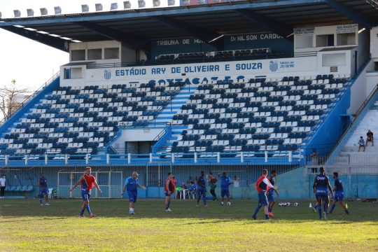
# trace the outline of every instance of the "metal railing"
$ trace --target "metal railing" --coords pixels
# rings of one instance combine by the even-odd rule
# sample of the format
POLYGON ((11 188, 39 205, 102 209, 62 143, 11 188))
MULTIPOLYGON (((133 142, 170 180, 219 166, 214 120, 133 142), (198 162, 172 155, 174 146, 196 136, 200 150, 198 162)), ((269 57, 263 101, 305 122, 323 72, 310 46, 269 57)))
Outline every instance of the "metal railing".
POLYGON ((372 99, 374 94, 375 94, 375 92, 377 90, 378 90, 378 83, 377 83, 377 85, 375 85, 375 88, 372 90, 372 92, 370 92, 370 93, 369 94, 368 97, 366 97, 366 99, 365 99, 363 103, 361 104, 361 106, 360 106, 360 107, 358 108, 357 111, 356 112, 356 113, 354 114, 354 116, 353 116, 353 118, 351 118, 351 123, 349 124, 348 127, 344 130, 344 132, 342 132, 340 137, 339 137, 339 139, 337 140, 337 142, 335 144, 335 146, 332 148, 331 151, 330 152, 330 155, 332 155, 333 152, 336 150, 336 148, 339 146, 339 145, 341 144, 341 142, 344 140, 344 138, 345 137, 346 134, 348 133, 349 130, 351 129, 351 127, 354 126, 354 122, 355 122, 356 119, 358 117, 358 115, 360 115, 361 112, 366 107, 366 105, 368 105, 368 104, 370 101, 370 99, 372 99))
POLYGON ((57 77, 59 76, 60 73, 58 71, 55 74, 54 74, 51 78, 50 78, 43 85, 42 85, 41 87, 39 87, 38 89, 37 89, 31 95, 30 95, 29 97, 27 97, 20 106, 18 106, 17 107, 13 108, 12 111, 10 111, 10 113, 8 115, 8 118, 4 118, 0 121, 0 126, 1 126, 4 122, 17 111, 18 111, 20 109, 24 107, 24 106, 28 103, 31 99, 33 99, 37 94, 38 94, 41 91, 44 90, 50 83, 51 83, 57 77))
MULTIPOLYGON (((204 52, 206 53, 206 52, 204 52)), ((194 63, 211 63, 211 62, 222 62, 227 61, 238 61, 238 60, 259 60, 259 59, 281 59, 293 57, 293 55, 285 54, 284 55, 266 55, 265 56, 244 56, 244 57, 208 57, 204 55, 201 58, 195 59, 174 59, 172 60, 160 60, 150 59, 141 60, 136 62, 118 62, 118 63, 90 63, 87 64, 87 69, 103 69, 103 68, 115 68, 115 67, 136 67, 136 66, 150 66, 165 64, 194 64, 194 63)))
★ ★ ★ ★ ★ ★ ★
WHAT TO DO
Can you quote all of the material above word for word, leaving out the pictures?

REPLY
# trace the outline of every instance of the "metal railing"
$ trace --target "metal railing" --coords pixels
# rings of one instance combine by the even-odd rule
# sample of the format
POLYGON ((11 188, 39 205, 102 209, 62 143, 11 188))
MULTIPOLYGON (((133 142, 170 180, 219 166, 214 120, 133 142), (198 162, 172 155, 174 146, 196 136, 200 150, 198 162)), ((269 57, 263 101, 305 122, 323 72, 310 46, 269 57)))
Outline every instance of the "metal railing".
POLYGON ((372 99, 374 94, 375 94, 375 92, 377 90, 378 90, 378 83, 377 83, 377 85, 375 85, 375 88, 372 90, 372 92, 370 92, 370 93, 369 94, 368 97, 366 97, 366 99, 365 99, 363 103, 361 104, 361 106, 360 106, 360 107, 358 108, 357 111, 356 112, 356 113, 354 114, 354 116, 353 116, 353 118, 351 118, 351 123, 349 124, 348 127, 344 130, 344 132, 342 132, 340 137, 339 137, 339 139, 337 140, 337 142, 335 144, 335 146, 332 148, 331 151, 330 152, 330 155, 332 155, 333 152, 336 150, 336 148, 339 146, 339 145, 341 144, 341 142, 344 140, 344 138, 345 137, 346 134, 348 133, 349 130, 351 129, 351 127, 354 126, 354 122, 355 122, 356 119, 358 117, 358 115, 360 115, 361 112, 366 107, 366 105, 368 105, 368 104, 370 101, 370 99, 372 99))
POLYGON ((57 77, 59 76, 60 73, 58 71, 55 74, 54 74, 51 78, 50 78, 43 85, 42 85, 41 87, 39 87, 38 89, 37 89, 31 95, 30 95, 29 97, 27 97, 20 106, 18 106, 17 107, 13 108, 12 111, 10 111, 10 113, 8 115, 8 118, 4 118, 0 121, 0 126, 1 126, 4 122, 17 111, 18 111, 20 109, 24 107, 24 106, 28 103, 31 99, 33 99, 37 94, 38 94, 41 91, 44 90, 50 83, 51 83, 57 77))
MULTIPOLYGON (((204 52, 206 53, 206 52, 204 52)), ((194 63, 211 63, 211 62, 222 62, 227 61, 238 61, 238 60, 259 60, 259 59, 281 59, 293 57, 293 55, 285 54, 284 55, 266 55, 265 56, 244 56, 244 57, 208 57, 204 55, 201 58, 195 59, 174 59, 172 60, 160 60, 150 59, 141 60, 136 62, 118 62, 118 63, 90 63, 87 64, 87 69, 103 69, 103 68, 115 68, 115 67, 136 67, 136 66, 150 66, 165 64, 194 64, 194 63)))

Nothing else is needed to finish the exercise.